## Instructions to follow:
Render every entry verbatim.

(Saved data entries)
Segment Open

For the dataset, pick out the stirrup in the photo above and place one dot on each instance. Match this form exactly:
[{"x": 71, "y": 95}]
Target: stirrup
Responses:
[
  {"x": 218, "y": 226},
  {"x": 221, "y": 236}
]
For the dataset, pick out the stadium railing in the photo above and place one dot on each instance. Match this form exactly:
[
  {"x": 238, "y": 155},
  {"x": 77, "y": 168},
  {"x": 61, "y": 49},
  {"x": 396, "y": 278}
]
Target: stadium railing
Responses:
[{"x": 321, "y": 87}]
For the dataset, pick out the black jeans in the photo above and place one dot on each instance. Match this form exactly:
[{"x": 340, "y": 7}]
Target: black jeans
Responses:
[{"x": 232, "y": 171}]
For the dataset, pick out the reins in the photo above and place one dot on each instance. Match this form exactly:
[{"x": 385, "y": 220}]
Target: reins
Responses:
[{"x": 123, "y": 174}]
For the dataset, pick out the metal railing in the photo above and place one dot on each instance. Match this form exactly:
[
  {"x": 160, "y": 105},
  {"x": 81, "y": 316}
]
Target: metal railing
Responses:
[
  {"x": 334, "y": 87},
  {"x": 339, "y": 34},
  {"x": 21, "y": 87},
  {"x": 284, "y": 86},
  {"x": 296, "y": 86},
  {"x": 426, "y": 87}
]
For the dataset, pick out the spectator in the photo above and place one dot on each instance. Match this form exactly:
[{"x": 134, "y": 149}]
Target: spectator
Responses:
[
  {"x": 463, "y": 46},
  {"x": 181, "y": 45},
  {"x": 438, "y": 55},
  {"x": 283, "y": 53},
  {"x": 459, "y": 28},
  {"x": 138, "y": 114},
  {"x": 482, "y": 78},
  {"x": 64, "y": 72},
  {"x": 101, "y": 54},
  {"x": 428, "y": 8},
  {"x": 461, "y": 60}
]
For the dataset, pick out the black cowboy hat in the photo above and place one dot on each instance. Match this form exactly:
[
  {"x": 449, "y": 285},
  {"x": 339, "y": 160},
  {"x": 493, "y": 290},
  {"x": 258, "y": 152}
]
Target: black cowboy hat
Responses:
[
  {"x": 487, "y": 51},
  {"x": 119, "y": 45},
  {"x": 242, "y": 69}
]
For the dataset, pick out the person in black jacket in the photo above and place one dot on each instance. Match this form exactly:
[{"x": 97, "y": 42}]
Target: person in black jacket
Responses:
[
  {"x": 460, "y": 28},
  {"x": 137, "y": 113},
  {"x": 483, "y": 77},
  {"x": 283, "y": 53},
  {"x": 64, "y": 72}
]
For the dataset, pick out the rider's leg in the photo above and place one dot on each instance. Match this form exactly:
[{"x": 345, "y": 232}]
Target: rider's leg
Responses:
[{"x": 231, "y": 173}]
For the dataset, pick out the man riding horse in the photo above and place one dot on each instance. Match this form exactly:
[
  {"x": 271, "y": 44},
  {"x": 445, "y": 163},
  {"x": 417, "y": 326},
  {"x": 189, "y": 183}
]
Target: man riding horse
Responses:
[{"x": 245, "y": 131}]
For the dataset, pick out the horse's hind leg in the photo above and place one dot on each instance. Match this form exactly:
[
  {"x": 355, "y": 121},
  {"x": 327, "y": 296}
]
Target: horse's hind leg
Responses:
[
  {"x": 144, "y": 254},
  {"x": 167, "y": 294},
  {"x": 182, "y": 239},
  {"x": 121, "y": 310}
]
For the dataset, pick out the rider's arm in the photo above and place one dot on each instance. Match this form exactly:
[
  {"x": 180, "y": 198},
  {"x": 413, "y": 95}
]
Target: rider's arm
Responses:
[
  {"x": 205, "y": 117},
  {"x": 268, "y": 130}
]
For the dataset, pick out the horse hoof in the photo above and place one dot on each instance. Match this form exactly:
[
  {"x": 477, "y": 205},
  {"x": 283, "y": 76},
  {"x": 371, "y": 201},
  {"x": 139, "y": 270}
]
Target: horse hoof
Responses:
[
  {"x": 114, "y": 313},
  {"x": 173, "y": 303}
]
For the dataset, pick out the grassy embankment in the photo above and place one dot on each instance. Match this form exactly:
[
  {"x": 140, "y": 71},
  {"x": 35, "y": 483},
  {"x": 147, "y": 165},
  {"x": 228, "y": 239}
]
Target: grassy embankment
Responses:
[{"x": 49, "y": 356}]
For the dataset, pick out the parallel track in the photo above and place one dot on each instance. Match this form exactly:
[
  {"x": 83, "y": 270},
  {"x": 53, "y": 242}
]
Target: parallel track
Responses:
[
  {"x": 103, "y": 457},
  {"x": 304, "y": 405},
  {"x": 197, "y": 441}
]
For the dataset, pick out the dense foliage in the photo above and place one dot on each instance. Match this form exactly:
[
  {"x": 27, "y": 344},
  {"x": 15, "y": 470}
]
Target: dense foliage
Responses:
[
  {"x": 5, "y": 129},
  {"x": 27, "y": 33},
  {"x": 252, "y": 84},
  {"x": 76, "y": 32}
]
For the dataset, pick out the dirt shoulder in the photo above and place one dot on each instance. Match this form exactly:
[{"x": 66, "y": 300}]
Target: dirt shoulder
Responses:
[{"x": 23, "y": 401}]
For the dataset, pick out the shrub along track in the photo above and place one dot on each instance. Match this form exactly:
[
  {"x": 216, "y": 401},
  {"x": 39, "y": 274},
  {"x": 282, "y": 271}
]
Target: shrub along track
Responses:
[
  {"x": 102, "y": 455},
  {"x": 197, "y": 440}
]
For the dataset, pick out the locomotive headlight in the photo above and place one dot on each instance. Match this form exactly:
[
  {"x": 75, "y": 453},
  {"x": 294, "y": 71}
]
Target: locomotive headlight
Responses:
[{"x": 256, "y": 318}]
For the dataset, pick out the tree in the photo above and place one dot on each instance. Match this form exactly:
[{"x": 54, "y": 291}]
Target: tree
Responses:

Segment Closed

## Solution:
For the dataset, pick out the stirrup in the photo above and place one dot on each instance. Match this form exactly:
[{"x": 71, "y": 95}]
Target: stirrup
Responses:
[
  {"x": 218, "y": 226},
  {"x": 221, "y": 236}
]
For the dataset, pick out the stadium railing in the photo above and place one dot on each instance. Match this form exactly:
[
  {"x": 238, "y": 155},
  {"x": 77, "y": 168},
  {"x": 61, "y": 49},
  {"x": 396, "y": 278}
]
Target: stadium railing
Responses:
[{"x": 321, "y": 87}]
For the dataset, pick out the black jeans in the photo above and place one dot on each instance. Match this form exactly:
[{"x": 340, "y": 7}]
Target: black jeans
Responses:
[{"x": 232, "y": 171}]
For the dataset, pick out the reins in the photo above and place one dot on each instance. Match this form exactly:
[{"x": 385, "y": 220}]
Target: reins
Responses:
[{"x": 123, "y": 174}]
For the dataset, pick out the metal railing in the photo above and place one dot on each instance. Match this form exactly:
[
  {"x": 160, "y": 105},
  {"x": 81, "y": 316}
]
Target: metal railing
Responses:
[
  {"x": 334, "y": 87},
  {"x": 339, "y": 34},
  {"x": 21, "y": 87},
  {"x": 284, "y": 86},
  {"x": 296, "y": 86},
  {"x": 426, "y": 87}
]
For the dataset, pick out the spectator in the photo above and place one dot on each instance. Match this form exactly:
[{"x": 134, "y": 149}]
Target: spectator
Responses:
[
  {"x": 463, "y": 46},
  {"x": 181, "y": 45},
  {"x": 438, "y": 55},
  {"x": 283, "y": 53},
  {"x": 459, "y": 28},
  {"x": 138, "y": 114},
  {"x": 482, "y": 78},
  {"x": 64, "y": 72},
  {"x": 101, "y": 54},
  {"x": 428, "y": 8},
  {"x": 461, "y": 60}
]
For the dataset, pick out the black cowboy hat in the photo above and place one dot on each instance. Match this form exactly:
[
  {"x": 449, "y": 285},
  {"x": 339, "y": 160},
  {"x": 493, "y": 290},
  {"x": 258, "y": 152}
]
Target: black cowboy hat
Responses:
[
  {"x": 487, "y": 51},
  {"x": 119, "y": 45},
  {"x": 242, "y": 69}
]
For the dataset, pick out the person in black jacket in the photo above and place one dot on each instance. Match this form exactly:
[{"x": 97, "y": 42}]
Target: person in black jacket
Responses:
[
  {"x": 460, "y": 28},
  {"x": 137, "y": 113},
  {"x": 483, "y": 77},
  {"x": 283, "y": 53},
  {"x": 64, "y": 72}
]
For the dataset, pick out the rider's leg in the photo above and place one dot on each instance. Match this form exactly:
[{"x": 345, "y": 232}]
Target: rider's leg
Responses:
[{"x": 231, "y": 173}]
For the dataset, pick out the man riding horse in the photo above and place one dot on each instance. Match this form exactly:
[
  {"x": 271, "y": 44},
  {"x": 445, "y": 163},
  {"x": 417, "y": 326},
  {"x": 189, "y": 183}
]
Target: man riding horse
Responses:
[{"x": 245, "y": 131}]
For the dataset, pick out the horse's hind leg in the photo above and place one dot on each instance. Match this form exactly:
[
  {"x": 355, "y": 121},
  {"x": 327, "y": 296}
]
Target: horse's hind leg
Responses:
[
  {"x": 144, "y": 254},
  {"x": 167, "y": 294},
  {"x": 182, "y": 239},
  {"x": 121, "y": 310}
]
For the dataset, pick out the rider's arm in the photo above and place one dot on each instance. Match this form exactly:
[
  {"x": 180, "y": 198},
  {"x": 413, "y": 95}
]
Target: rider's arm
Responses:
[
  {"x": 205, "y": 117},
  {"x": 268, "y": 130}
]
For the dataset, pick out the horse hoof in the photo above and place one dot on each instance. Match this form exactly:
[
  {"x": 477, "y": 205},
  {"x": 283, "y": 76},
  {"x": 371, "y": 201},
  {"x": 139, "y": 270}
]
Target: horse hoof
Responses:
[
  {"x": 114, "y": 313},
  {"x": 173, "y": 303}
]
For the dataset, pick out the grassy embankment in the photo above and place one dot on each instance. Match this form exactly:
[
  {"x": 140, "y": 71},
  {"x": 35, "y": 483},
  {"x": 147, "y": 165},
  {"x": 228, "y": 239}
]
Target: grassy embankment
Responses:
[{"x": 49, "y": 356}]
For the dataset, pick out the parallel track in the photo above and place one dot on each instance. Match this form exactly:
[
  {"x": 83, "y": 270},
  {"x": 53, "y": 242}
]
Target: parallel track
Responses:
[
  {"x": 103, "y": 457},
  {"x": 304, "y": 405},
  {"x": 197, "y": 441}
]
For the dataset, pick out the dense foliage in the photo above and place one dot on each instance. Match this form exactly:
[
  {"x": 27, "y": 344},
  {"x": 15, "y": 470}
]
Target: dense foliage
Responses:
[
  {"x": 5, "y": 129},
  {"x": 27, "y": 33},
  {"x": 252, "y": 84},
  {"x": 76, "y": 32}
]
For the dataset, pick out the dirt shoulder in the photo above and place one dot on each instance. Match this form exactly:
[{"x": 66, "y": 300}]
Target: dirt shoulder
Responses:
[{"x": 23, "y": 401}]
For the dataset, pick out the shrub along track in the photo above and place one dot on each instance. Match this form exactly:
[
  {"x": 216, "y": 401},
  {"x": 39, "y": 274},
  {"x": 282, "y": 271}
]
Target: shrub along track
Responses:
[
  {"x": 102, "y": 455},
  {"x": 197, "y": 440}
]
For the dataset, pick out the locomotive headlight in the photo above and place one dot on each instance. Match this form exactly:
[
  {"x": 75, "y": 453},
  {"x": 294, "y": 71}
]
Target: locomotive headlight
Responses:
[{"x": 256, "y": 318}]
For the dataset, pick out the tree in the photo above and place one dot on each instance. Match this form exactly:
[{"x": 54, "y": 291}]
Target: tree
Responses:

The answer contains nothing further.